**YOUR GOAL**:
Gather every line of the material below that contains the string "pebble". Case counts.

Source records
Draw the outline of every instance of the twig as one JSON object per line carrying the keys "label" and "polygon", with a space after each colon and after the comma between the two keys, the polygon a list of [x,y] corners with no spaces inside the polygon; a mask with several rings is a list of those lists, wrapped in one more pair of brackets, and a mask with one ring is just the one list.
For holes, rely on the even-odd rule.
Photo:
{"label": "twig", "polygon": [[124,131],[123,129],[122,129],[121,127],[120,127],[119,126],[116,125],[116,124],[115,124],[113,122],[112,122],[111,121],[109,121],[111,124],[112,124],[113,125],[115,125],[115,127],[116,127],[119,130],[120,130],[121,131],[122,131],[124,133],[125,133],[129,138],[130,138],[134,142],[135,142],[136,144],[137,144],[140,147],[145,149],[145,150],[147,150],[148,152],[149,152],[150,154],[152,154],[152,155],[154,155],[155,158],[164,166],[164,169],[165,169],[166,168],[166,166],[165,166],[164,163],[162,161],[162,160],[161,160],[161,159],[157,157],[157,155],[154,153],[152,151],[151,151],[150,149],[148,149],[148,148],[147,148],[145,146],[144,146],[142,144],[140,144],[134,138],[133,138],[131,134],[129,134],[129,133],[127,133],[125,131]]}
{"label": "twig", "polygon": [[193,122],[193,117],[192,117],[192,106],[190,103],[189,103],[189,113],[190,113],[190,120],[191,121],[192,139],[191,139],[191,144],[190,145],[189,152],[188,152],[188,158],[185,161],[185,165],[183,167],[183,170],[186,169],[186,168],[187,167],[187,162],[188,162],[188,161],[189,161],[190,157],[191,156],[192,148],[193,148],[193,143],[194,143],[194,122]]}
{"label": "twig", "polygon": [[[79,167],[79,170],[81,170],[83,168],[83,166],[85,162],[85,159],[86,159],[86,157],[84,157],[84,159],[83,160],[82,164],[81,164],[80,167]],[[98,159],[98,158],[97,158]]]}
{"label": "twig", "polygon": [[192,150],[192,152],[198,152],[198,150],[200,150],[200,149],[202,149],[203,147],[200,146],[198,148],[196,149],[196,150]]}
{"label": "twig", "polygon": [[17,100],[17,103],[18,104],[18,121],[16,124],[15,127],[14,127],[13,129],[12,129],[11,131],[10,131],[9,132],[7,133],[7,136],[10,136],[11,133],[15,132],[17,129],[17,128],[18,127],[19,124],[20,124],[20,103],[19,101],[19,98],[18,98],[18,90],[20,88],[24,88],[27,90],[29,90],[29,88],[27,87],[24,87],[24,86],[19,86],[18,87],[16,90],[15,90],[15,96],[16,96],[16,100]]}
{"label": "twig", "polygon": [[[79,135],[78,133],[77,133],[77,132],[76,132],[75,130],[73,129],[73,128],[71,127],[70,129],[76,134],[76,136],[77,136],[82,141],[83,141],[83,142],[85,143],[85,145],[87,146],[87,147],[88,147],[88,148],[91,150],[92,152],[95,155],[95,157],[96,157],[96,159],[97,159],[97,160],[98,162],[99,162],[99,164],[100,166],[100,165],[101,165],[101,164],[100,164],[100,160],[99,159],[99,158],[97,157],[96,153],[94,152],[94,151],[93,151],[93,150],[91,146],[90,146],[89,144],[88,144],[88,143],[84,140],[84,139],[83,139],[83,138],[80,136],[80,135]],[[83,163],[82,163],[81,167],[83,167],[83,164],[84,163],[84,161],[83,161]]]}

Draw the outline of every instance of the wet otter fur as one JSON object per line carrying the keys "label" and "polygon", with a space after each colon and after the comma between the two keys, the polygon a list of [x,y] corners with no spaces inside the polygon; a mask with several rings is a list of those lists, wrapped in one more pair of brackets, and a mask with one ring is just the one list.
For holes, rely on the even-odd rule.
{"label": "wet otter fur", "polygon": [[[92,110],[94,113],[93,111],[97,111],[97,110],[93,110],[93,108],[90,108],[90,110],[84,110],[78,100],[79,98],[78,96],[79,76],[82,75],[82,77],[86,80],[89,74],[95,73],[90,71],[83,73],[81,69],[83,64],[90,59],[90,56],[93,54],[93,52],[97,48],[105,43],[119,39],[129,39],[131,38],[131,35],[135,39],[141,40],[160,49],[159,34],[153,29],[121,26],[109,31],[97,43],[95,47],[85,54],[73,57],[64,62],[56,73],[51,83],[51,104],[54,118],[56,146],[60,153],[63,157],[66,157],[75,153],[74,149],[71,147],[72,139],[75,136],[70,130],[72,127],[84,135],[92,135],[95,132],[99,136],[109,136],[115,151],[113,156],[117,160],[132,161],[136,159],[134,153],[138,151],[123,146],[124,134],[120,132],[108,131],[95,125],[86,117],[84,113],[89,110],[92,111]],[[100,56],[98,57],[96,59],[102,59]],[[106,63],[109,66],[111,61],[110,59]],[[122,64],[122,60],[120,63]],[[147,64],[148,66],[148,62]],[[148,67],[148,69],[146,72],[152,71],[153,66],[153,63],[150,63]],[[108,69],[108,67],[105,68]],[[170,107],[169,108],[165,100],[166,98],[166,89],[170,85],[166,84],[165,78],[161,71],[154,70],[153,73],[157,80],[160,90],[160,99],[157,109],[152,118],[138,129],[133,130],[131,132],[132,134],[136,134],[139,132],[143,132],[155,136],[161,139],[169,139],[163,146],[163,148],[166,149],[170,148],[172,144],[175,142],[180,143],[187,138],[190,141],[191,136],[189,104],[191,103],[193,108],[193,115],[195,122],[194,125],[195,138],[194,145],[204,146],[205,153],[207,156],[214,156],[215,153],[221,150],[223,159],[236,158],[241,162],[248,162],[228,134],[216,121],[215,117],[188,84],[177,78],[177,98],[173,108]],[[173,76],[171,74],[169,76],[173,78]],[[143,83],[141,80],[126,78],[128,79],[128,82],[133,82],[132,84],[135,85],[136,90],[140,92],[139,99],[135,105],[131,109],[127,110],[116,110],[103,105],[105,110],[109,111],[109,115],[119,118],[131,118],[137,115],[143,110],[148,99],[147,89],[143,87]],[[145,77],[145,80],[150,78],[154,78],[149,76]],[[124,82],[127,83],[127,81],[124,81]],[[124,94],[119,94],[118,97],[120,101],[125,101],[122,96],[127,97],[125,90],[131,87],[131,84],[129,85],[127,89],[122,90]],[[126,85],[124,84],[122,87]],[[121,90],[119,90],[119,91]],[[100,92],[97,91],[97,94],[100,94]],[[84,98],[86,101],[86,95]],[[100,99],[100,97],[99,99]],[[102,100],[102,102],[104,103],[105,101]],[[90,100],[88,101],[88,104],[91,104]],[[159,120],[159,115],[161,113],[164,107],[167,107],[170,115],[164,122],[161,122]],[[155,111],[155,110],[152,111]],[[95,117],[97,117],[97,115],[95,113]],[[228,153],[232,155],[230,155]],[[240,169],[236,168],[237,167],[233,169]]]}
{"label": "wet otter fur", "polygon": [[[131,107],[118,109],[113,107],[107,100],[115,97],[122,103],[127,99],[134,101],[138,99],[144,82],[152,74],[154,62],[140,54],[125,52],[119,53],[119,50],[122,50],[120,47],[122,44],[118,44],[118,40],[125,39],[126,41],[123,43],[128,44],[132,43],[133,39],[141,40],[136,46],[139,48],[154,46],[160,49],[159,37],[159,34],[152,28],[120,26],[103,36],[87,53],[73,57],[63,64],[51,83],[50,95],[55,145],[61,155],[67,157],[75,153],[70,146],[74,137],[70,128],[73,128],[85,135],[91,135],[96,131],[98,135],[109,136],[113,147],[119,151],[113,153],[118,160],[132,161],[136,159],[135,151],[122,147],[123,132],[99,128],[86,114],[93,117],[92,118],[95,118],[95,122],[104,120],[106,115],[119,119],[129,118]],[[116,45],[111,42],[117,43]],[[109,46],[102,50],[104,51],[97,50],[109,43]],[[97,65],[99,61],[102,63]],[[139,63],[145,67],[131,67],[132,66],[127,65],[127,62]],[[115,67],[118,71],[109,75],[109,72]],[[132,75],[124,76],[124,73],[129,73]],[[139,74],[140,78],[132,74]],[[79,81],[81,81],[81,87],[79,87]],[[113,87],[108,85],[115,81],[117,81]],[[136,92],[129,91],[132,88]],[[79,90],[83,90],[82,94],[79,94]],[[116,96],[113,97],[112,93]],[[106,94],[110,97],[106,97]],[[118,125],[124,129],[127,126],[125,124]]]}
==
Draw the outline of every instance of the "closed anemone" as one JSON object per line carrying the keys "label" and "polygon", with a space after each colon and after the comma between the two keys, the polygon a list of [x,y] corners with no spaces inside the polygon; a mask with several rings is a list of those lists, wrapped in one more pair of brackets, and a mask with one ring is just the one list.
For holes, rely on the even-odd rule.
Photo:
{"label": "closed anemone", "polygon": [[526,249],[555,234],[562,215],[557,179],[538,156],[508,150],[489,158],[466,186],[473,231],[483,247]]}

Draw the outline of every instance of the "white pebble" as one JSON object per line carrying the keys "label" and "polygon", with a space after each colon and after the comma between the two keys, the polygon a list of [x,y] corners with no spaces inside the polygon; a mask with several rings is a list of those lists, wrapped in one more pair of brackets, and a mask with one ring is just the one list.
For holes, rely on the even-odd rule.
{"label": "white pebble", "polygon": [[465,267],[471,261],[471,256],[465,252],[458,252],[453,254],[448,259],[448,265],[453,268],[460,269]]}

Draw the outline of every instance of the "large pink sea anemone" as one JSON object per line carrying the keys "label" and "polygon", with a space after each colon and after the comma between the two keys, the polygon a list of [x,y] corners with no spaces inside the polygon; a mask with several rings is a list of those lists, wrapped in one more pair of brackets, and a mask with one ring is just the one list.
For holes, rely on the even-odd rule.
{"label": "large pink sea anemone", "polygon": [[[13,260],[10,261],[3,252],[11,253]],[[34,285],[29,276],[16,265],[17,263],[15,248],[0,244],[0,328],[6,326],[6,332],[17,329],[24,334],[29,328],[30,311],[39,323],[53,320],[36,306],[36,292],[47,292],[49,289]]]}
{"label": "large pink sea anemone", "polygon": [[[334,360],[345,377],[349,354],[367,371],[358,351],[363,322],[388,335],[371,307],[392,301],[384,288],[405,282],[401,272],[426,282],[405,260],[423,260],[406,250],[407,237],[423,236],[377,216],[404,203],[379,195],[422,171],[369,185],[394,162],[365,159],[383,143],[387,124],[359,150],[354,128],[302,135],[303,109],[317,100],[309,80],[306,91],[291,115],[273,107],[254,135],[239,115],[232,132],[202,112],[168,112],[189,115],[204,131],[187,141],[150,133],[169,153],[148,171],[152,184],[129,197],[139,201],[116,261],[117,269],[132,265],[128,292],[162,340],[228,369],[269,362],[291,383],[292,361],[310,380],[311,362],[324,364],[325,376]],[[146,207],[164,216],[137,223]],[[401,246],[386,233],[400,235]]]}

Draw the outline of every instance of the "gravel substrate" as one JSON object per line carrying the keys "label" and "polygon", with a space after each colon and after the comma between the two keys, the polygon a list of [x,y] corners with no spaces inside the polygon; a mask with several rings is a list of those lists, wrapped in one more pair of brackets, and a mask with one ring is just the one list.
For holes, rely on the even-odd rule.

**TASK SOLUTION**:
Draw the outline of every instance of the "white pebble" as one JSON object per line carrying the keys "label" and "polygon", with a space after each colon and after the comma between the two keys, the polygon a list of [x,y] corners with no spaces inside the polygon; a mask with several rings is a list of those lists, wrapped in one more pair of brackets, and a mask with one ring is just the one list.
{"label": "white pebble", "polygon": [[465,267],[471,261],[471,256],[465,252],[458,252],[453,254],[448,259],[448,265],[453,268],[460,269]]}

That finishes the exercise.